Kruger said:
We describe classical fields with electromagnetic WAVES. Why can quantum theory describe the electromagnetic field with harmonic oscillations? An electromagnetic wave has a certain direction where it moves with a certain velocity. And an oscillation just oscillates up and down. So, what are the analogies of these two things?
If you solve for classical fields, you see that their solution space is build up from different modes (this is sometimes called "separation of variables" and you separate the spatial variables from the time variable), so you write your general field solution, satisfying boundary (but not initial) conditions:
E(r,t) = a1(t) E1(r) + a2(t) E2(r) +...
and it turns out that the solutions for a1(t)... are of the form A sin(w1.t) + B cos(w1.t).
Each term in this sum is called a field mode.

* **Data supplied**

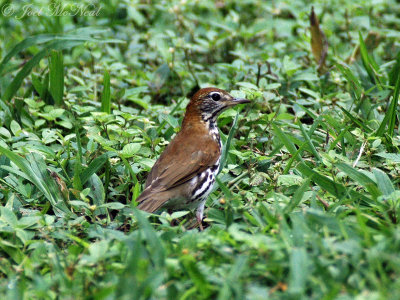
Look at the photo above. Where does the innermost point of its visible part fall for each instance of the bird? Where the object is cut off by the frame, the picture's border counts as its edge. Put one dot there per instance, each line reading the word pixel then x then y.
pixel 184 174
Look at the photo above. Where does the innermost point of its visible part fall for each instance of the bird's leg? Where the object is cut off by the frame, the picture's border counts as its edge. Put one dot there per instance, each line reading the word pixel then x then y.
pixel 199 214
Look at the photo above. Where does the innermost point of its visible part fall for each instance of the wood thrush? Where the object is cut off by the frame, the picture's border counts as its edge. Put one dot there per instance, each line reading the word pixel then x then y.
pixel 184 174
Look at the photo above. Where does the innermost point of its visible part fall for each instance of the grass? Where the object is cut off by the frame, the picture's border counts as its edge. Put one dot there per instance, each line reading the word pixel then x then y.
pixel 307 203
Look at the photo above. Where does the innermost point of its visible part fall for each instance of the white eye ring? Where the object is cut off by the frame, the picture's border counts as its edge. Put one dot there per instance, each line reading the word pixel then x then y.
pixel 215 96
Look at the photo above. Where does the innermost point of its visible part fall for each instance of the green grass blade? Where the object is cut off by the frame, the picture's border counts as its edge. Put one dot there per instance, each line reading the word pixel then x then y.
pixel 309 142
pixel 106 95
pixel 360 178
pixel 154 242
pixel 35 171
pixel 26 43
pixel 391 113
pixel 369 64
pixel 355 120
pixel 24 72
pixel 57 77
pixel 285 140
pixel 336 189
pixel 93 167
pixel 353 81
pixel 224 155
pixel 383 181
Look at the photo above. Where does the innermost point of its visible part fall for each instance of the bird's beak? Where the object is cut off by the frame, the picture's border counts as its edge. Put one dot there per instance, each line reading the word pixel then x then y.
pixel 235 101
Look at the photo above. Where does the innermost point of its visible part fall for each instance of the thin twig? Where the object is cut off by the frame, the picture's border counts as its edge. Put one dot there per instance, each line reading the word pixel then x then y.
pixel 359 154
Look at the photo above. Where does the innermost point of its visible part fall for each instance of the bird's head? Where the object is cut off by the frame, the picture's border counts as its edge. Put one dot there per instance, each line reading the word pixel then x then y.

* **Request**
Continue the post on field modes from its last sentence. The lines have no connection to the post on field modes.

* **Solved problem**
These constants (A and B) for each a(t) are fixed by the initial conditions and give you your solution E(r,t) that satisfies boundary and initial conditions.
So when looking at the dynamics in time, it is as if the final E-field is just a composition of different harmonic oscillators, described by a1(t), a2(t) ...
The field is then just seen as a kind of book keeping device that helps us keep track of all these different oscillators, but just specifying A and B of each of them is equivalent to this description.
So there is a 1-1 relationship between a set of oscillators of frequencies w1, w2, ... and a field solution E(r,t).
cheers,
Patrick.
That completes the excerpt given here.